Could you set out every line of the records below as a numbered list, skipping any blank lines?

Exercise inputs:
----------------
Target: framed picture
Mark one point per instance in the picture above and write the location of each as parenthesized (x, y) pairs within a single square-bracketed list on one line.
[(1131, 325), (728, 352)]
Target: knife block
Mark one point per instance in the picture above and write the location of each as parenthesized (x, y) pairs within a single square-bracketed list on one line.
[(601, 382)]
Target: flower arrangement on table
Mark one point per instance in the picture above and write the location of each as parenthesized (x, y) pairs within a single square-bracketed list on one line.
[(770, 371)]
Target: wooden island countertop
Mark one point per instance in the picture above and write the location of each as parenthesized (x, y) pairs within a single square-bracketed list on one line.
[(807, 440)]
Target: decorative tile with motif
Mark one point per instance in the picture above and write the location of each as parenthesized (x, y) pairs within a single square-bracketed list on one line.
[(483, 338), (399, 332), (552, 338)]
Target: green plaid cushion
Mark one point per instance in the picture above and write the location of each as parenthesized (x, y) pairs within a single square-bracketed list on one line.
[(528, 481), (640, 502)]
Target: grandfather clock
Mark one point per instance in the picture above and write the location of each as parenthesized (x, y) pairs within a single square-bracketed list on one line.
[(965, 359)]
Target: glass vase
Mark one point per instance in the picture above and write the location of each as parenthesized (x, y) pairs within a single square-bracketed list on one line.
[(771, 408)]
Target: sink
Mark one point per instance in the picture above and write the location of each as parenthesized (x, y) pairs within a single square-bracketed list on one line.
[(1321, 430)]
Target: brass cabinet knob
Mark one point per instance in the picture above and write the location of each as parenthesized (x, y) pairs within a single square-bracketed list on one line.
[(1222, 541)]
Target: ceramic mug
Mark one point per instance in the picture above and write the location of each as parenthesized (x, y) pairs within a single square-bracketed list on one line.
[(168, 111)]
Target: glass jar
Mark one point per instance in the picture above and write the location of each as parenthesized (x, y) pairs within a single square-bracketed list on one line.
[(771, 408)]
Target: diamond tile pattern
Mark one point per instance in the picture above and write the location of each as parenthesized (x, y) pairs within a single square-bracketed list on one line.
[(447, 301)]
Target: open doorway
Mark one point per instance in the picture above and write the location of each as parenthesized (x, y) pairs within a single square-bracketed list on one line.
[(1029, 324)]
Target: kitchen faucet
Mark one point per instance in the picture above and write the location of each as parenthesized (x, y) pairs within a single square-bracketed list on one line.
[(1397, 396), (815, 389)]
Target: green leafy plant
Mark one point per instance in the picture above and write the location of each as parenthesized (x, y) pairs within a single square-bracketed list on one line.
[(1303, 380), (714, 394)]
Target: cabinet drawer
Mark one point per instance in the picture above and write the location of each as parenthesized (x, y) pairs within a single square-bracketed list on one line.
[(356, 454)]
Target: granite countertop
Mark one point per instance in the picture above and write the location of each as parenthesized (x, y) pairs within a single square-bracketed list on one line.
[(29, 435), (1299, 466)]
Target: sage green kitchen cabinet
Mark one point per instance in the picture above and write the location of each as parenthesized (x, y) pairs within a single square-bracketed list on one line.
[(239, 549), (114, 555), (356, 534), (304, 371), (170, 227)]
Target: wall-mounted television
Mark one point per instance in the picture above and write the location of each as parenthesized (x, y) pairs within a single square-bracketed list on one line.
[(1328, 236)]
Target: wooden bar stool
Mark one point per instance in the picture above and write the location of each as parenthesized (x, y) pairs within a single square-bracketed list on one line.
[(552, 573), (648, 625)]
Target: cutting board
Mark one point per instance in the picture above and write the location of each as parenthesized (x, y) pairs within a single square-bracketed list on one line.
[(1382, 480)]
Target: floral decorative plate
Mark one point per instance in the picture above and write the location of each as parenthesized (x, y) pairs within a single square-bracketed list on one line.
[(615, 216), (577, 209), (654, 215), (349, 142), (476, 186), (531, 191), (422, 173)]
----------------
Reply to the task:
1. Target: framed picture
2. Mark one point per instance in the picture above and write the location of each as parenthesized (x, y) pairs within a single square-bracketed list on one line.
3. [(1131, 325), (728, 352)]
4. Target: knife block
5. Mark one point per instance in the picture above and write the location of each as parenthesized (x, y) pairs within a single square-bracketed list on one line.
6. [(601, 382)]
7. Target: flower arrangement on table
8. Mark one point per instance in the picture above and write the location of each as parenthesized (x, y) pairs within a single square-bracketed list on one line.
9. [(770, 371)]
10. Target: wooden island countertop
11. Mark one point per instance in the picture above and write the location of each as parenthesized (x, y) pairs within a single square-bracketed list on one line.
12. [(807, 440)]
13. Target: decorative tile with motif
14. Mark one point per instance in the picture above and write the location of each as parenthesized (x, y) pairs within a single square-bracketed list on one line.
15. [(483, 338), (399, 332), (552, 338)]
16. Target: green plaid cushion
17. Mark one point per instance in the picture above and write the location of each as parenthesized (x, y) pairs within a single square-bracketed list on one line.
18. [(528, 481), (640, 502)]
19. Target: grandfather clock
20. Mark one point per instance in the picture above and write the location of each as parenthesized (x, y) pairs within a single square-bracketed list on one line.
21. [(965, 359)]
22. Target: glass vase
23. Mark one point per instance in the picture above and write the location of each as parenthesized (x, y) pairs within a single square-bracketed list on one line.
24. [(771, 408)]
25. Target: sink
26. Mark one point per instance in the picture above and write the location of each as parenthesized (x, y) pairs within a single square-bracketed list on one line.
27. [(1321, 430)]
28. Target: brass cabinet knob
29. Mark one point per instance in the picture above and write the location of each as parenthesized (x, y) pairs within a single square-bracketed list on one line.
30. [(1222, 541)]
31. Target: ceramic mug
32. Mark one point per instance in the picture above and write the location of each as parenthesized (x, y) pairs within a single square-bracketed list on one line.
33. [(168, 111)]
34. Target: glass jar
35. Mark one point per instance in the picture above and write the location of each as parenthesized (x, y) pairs within a single square-bracketed list on one line.
36. [(771, 408)]
37. Target: diamond tile pattern
38. Mark one point per instance in the picture above and write the location of each as parenthesized (x, y) pairs within a single square-bracketed list on one line.
39. [(447, 301)]
40. Target: open doorway
41. Mark one point per instance in the picture above and write the location of each as parenthesized (x, y) pairs within a single square-bracketed list on one line.
42. [(1029, 324)]
43. Target: kitchen faucet
44. Mark one point per instance in the picture above and write the location of each as parenthesized (x, y) pairs within a single square-bracketed list on one line.
45. [(1397, 396), (815, 389)]
46. Target: green leafy plant
47. Mark one point per instance in the picture above and write the location of each as parenthesized (x, y) pairs within a single square-bracketed list on one line.
48. [(1303, 380), (714, 394)]
49. Target: cabinet drawer
50. Mark one point per instance in the picture above and write the location of each as parenthesized (x, y) pairs within a single square-bracketed list on one line.
51. [(356, 454)]
52. Target: granite countertop
53. Mark one point per instance in the picture above and write the location of each as parenthesized (x, y) pairs within a single square-bracketed list on one line.
54. [(29, 435), (1299, 466)]
55. Target: sage green kitchen cabinet
56. Mark one point per instance in the picture above and write the location of each as parenthesized (x, y) pairs within a single square-bracketed list on one line.
57. [(239, 549), (114, 555), (356, 534), (304, 371), (170, 227)]
58. Target: wall-mounted television
59. Mark one point per instance in the picture above and write the location of each as parenthesized (x, y) pairs within a single square-bracketed list on one line.
60. [(1328, 236)]
61. Target: wooden bar stool
62. Mark one point per instance in the picture above and write the location of each as parenthesized (x, y) pairs within a single square-bracketed list on one line.
63. [(552, 573), (648, 625)]
64. Target: cutting board
65. Mark one point per instance in the picture above and write the location of each as parenthesized (x, y) pairs within a single square-bracketed list on one line.
66. [(1382, 480)]
67. Target: floral decorative plate
68. Mark one point per instance in the picture above and write the location of each as parenthesized (x, y) pairs within a single square-bracketed list on one line.
69. [(615, 216), (577, 209), (654, 215), (349, 142), (476, 186), (531, 191), (422, 173)]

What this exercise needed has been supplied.